Exercise objective:
Please count how many lines in the material below contain the word "foliage". Give only the number.

══ The data

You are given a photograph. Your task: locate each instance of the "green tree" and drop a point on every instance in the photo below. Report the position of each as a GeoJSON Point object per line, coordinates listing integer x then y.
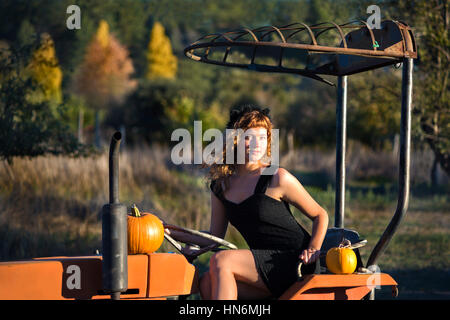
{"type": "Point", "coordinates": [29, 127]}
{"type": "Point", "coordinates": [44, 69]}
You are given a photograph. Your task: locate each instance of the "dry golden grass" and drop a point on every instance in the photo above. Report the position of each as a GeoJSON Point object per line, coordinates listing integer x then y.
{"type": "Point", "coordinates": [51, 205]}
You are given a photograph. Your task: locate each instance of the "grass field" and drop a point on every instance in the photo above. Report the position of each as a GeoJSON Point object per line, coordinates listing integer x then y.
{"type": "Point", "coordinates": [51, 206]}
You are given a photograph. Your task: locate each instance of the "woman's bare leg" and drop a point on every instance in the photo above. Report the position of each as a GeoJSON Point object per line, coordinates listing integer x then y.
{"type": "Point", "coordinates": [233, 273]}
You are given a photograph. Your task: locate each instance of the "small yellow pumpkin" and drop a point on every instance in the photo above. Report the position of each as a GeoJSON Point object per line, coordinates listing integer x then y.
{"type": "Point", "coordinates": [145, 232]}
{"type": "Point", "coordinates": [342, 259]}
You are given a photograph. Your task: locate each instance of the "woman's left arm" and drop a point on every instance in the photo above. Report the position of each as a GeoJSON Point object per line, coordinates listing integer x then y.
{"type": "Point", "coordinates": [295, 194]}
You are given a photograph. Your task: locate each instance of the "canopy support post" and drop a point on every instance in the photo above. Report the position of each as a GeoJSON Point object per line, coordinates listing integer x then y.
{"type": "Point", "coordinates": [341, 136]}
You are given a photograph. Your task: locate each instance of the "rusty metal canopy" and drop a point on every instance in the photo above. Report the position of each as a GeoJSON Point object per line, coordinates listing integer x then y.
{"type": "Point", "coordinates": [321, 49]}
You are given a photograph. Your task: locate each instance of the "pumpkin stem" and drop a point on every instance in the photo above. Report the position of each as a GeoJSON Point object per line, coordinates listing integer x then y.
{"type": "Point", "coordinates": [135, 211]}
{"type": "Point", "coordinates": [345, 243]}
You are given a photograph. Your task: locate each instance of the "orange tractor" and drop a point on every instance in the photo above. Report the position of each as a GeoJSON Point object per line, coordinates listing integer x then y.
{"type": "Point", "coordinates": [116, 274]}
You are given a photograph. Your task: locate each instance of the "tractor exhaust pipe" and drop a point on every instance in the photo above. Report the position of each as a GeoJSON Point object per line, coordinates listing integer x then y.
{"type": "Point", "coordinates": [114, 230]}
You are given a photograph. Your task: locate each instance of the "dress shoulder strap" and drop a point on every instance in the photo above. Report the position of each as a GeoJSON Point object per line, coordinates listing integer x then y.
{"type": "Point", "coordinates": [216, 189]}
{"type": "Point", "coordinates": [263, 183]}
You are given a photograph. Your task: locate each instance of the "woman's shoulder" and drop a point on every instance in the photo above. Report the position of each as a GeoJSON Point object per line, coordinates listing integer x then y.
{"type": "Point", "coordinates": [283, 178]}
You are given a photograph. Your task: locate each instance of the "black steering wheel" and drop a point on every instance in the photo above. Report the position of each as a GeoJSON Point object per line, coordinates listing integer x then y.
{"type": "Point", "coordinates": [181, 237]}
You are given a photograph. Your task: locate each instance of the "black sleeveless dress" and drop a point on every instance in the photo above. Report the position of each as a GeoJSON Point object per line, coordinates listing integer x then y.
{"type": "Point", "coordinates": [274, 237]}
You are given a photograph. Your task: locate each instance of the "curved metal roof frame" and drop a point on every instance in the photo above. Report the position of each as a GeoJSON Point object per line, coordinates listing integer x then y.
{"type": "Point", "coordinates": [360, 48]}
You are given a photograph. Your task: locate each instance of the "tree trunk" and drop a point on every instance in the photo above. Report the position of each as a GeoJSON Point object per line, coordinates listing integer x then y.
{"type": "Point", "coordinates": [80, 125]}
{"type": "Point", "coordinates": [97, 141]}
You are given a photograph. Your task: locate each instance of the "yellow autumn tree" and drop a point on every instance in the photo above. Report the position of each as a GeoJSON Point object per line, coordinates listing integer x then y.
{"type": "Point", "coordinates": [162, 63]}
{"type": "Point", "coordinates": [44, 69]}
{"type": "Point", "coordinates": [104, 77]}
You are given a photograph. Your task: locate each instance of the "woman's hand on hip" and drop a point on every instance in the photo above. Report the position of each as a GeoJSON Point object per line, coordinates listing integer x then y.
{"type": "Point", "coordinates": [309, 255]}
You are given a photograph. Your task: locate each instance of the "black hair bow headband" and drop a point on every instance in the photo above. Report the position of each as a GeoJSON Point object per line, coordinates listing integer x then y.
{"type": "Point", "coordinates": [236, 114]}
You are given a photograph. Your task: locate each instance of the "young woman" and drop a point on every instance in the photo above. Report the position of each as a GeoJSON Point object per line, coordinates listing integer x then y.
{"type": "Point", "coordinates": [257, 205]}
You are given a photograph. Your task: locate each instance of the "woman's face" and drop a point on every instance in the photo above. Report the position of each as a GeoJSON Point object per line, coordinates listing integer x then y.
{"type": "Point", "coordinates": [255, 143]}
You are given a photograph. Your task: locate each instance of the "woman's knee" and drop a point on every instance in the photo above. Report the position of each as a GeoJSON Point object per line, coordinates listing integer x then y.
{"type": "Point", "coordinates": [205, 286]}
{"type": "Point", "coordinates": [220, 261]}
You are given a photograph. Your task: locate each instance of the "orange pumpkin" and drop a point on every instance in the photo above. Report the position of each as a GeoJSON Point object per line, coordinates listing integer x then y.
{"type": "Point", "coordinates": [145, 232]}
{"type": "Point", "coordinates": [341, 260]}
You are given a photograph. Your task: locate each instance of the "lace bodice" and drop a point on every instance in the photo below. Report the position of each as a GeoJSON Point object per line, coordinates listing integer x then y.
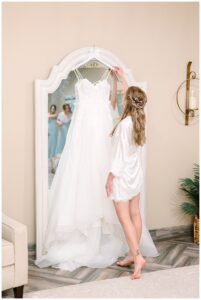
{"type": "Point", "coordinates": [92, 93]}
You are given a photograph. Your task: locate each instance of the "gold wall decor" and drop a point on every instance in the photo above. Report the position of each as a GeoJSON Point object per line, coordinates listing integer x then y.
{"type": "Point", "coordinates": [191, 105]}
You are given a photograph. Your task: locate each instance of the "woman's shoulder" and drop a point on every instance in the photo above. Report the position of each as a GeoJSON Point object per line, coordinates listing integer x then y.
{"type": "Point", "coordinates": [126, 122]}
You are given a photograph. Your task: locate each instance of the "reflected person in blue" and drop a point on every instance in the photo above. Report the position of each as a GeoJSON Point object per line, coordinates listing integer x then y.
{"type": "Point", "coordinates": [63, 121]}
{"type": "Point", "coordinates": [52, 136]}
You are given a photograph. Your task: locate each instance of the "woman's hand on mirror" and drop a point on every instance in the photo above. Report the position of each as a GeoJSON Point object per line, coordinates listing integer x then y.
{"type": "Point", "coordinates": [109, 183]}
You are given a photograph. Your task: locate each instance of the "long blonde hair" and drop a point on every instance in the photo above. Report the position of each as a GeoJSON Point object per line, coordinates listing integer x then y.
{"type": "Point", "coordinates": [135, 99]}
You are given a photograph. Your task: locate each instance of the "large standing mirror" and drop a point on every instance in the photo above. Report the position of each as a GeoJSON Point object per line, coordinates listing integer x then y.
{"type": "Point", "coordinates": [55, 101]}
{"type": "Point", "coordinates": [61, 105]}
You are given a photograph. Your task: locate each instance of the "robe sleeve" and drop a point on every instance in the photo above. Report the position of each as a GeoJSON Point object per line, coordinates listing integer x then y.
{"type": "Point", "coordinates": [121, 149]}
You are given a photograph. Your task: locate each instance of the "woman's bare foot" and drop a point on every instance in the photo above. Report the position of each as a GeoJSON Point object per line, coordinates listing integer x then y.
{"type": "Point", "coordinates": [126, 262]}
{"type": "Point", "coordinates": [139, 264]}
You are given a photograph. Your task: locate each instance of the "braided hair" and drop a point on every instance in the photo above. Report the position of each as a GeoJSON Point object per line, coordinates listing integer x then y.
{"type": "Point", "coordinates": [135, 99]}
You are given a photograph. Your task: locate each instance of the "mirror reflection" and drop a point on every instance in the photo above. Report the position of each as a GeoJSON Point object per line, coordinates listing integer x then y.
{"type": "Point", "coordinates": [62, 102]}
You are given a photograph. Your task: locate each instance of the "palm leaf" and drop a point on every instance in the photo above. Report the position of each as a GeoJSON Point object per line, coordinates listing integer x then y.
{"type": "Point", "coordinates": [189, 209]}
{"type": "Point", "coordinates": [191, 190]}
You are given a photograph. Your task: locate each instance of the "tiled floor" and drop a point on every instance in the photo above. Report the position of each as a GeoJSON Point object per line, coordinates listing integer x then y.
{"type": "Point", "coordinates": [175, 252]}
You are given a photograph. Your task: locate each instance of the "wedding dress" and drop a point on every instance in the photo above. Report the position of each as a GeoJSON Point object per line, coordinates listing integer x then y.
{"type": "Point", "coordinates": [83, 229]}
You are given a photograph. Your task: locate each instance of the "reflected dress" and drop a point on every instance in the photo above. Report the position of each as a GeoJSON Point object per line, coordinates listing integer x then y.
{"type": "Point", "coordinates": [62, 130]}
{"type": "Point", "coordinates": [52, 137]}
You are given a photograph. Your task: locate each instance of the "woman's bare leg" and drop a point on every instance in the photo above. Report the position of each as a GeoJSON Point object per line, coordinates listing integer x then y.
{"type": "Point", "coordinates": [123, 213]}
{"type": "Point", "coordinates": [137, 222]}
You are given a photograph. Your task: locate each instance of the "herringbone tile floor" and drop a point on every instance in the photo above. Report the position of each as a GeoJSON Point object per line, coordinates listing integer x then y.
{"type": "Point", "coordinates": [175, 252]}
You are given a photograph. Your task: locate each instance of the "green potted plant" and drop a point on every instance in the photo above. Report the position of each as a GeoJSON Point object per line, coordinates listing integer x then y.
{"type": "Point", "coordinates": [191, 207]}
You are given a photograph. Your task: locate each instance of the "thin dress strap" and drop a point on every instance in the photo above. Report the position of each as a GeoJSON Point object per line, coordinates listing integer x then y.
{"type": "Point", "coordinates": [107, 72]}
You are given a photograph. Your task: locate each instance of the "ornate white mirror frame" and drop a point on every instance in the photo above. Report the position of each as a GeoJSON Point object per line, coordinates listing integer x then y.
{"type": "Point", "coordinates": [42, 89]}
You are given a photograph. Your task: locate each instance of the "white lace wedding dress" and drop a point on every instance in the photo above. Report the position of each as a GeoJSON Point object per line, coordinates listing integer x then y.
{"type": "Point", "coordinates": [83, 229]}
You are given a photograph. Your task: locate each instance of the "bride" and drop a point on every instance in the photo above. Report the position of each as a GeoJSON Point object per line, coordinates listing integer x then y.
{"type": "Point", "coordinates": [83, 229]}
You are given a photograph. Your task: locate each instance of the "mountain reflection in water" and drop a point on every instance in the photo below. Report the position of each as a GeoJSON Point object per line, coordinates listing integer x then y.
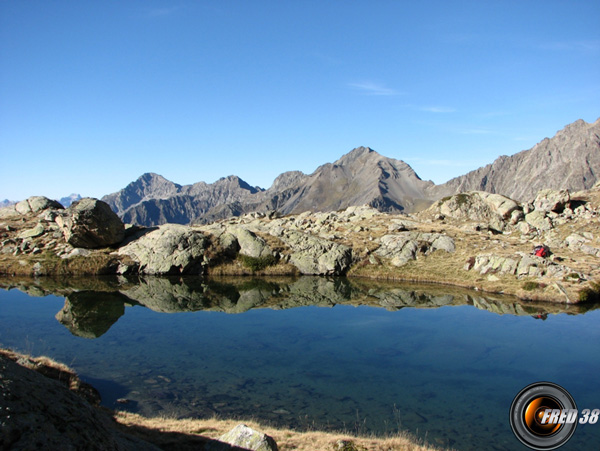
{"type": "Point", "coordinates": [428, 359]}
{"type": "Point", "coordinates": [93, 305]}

════
══ The data

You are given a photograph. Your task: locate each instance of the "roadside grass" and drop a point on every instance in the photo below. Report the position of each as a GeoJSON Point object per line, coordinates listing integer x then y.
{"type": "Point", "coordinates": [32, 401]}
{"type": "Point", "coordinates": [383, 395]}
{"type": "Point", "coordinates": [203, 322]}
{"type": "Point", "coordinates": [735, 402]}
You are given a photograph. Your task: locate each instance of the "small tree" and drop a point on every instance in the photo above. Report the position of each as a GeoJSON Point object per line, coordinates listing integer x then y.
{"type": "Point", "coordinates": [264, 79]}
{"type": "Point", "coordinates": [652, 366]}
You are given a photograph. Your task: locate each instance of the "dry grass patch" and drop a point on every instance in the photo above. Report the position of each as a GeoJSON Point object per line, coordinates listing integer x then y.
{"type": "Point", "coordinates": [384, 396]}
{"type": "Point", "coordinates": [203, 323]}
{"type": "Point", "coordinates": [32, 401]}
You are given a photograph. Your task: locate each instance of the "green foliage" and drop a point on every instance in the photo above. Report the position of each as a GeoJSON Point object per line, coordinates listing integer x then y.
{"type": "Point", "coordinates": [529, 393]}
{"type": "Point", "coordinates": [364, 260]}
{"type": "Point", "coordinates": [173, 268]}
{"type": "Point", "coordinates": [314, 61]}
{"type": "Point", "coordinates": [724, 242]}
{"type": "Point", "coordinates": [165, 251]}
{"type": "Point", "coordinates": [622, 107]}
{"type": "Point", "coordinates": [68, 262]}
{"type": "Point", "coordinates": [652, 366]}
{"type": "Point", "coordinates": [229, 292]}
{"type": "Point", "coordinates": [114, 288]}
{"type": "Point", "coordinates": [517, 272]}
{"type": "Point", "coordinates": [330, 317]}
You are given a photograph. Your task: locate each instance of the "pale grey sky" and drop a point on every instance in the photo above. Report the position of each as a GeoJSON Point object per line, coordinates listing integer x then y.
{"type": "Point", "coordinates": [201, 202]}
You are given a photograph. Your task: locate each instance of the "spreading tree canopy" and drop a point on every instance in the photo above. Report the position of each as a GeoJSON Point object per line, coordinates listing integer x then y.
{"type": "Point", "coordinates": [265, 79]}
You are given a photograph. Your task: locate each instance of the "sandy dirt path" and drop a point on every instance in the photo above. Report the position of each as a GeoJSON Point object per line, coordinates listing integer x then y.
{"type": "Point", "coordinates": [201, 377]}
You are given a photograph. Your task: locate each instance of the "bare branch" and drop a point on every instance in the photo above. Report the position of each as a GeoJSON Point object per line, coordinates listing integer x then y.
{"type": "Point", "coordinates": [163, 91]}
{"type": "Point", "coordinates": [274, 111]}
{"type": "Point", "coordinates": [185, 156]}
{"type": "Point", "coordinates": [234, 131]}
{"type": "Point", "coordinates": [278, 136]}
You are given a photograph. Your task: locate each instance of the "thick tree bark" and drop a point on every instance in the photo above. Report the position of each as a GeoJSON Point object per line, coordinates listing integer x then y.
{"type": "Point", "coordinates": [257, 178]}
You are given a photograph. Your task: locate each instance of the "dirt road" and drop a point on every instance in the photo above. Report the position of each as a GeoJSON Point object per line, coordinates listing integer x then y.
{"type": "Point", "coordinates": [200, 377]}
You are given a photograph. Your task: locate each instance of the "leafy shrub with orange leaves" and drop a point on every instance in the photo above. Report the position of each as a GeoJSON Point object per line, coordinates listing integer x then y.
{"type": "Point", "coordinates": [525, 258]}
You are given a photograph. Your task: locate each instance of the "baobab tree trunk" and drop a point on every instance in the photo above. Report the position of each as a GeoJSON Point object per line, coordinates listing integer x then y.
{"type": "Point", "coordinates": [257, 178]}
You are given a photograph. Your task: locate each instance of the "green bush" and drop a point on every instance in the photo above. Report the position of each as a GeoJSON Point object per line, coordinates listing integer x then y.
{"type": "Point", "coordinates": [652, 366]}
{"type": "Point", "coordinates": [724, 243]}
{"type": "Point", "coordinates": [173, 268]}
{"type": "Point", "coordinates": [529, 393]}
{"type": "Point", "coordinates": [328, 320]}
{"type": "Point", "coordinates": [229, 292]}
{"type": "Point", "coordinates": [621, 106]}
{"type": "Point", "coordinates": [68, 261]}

════
══ The data

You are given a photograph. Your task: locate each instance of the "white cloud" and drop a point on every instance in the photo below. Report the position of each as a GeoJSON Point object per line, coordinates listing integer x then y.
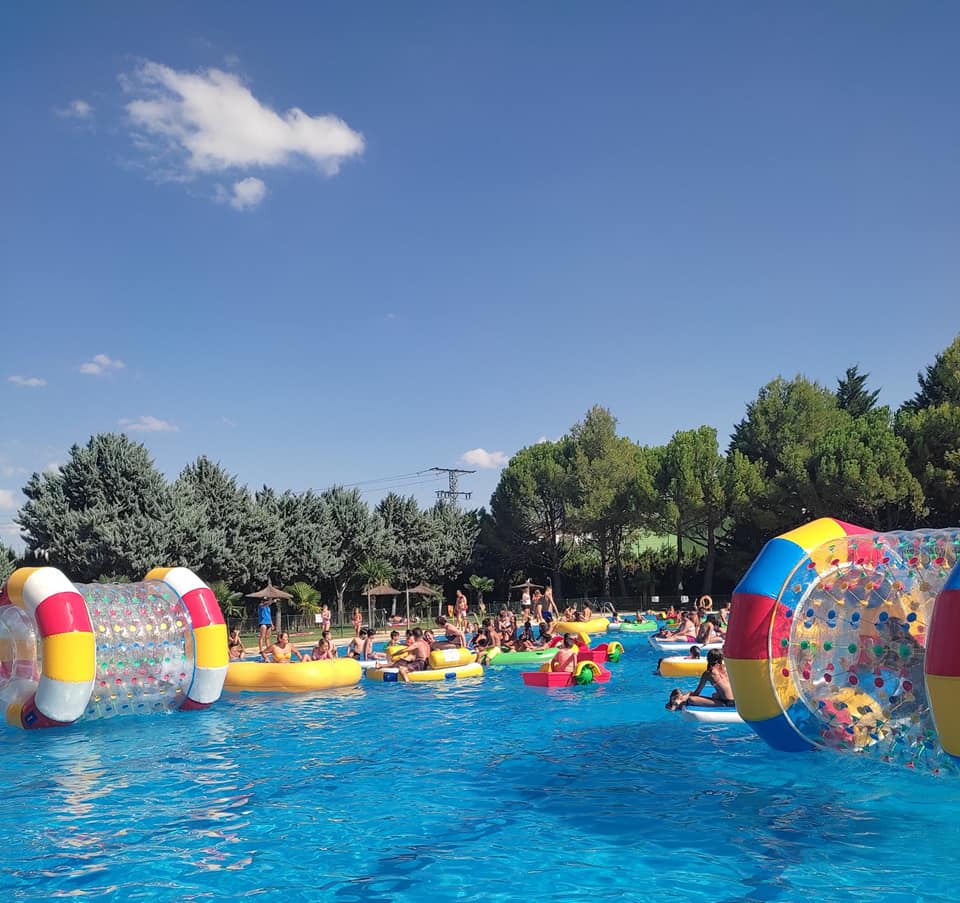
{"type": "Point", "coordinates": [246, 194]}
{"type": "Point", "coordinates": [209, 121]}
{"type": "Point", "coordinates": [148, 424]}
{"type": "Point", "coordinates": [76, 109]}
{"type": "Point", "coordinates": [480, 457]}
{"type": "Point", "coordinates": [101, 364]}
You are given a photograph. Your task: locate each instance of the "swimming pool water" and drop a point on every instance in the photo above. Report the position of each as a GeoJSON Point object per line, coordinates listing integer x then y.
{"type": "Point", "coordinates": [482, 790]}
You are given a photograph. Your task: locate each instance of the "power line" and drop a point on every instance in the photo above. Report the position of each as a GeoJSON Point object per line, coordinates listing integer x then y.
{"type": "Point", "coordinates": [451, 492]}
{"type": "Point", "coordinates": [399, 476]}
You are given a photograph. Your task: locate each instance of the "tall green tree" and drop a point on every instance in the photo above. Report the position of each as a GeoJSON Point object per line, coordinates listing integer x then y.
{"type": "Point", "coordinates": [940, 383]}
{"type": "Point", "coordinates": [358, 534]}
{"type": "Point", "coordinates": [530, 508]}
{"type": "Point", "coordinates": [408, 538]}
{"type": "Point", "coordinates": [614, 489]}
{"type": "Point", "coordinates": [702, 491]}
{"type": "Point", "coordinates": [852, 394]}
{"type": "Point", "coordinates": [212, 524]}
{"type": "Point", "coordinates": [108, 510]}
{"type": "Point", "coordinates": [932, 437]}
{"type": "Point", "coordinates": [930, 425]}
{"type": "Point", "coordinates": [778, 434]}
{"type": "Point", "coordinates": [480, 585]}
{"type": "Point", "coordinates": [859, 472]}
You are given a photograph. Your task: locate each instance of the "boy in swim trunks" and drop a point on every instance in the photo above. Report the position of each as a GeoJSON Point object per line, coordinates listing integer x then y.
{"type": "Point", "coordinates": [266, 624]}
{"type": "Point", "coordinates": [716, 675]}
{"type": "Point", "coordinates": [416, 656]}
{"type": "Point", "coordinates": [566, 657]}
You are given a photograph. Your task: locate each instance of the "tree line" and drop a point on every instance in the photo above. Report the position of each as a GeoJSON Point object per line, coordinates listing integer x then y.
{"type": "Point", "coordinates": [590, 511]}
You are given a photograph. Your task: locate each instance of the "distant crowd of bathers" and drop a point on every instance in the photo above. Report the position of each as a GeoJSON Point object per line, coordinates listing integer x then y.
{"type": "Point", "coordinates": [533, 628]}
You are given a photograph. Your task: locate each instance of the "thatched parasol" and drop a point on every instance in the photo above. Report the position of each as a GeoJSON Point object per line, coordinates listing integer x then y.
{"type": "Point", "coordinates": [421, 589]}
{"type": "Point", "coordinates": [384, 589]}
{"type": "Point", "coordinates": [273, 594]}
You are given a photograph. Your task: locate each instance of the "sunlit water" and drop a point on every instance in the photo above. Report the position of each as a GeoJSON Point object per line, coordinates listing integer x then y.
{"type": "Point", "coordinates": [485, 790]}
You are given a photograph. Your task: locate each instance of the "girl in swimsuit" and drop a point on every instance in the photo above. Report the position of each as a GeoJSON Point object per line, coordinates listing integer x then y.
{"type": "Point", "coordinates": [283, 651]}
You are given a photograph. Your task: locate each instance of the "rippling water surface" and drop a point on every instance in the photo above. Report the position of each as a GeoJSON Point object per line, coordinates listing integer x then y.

════

Solved problem:
1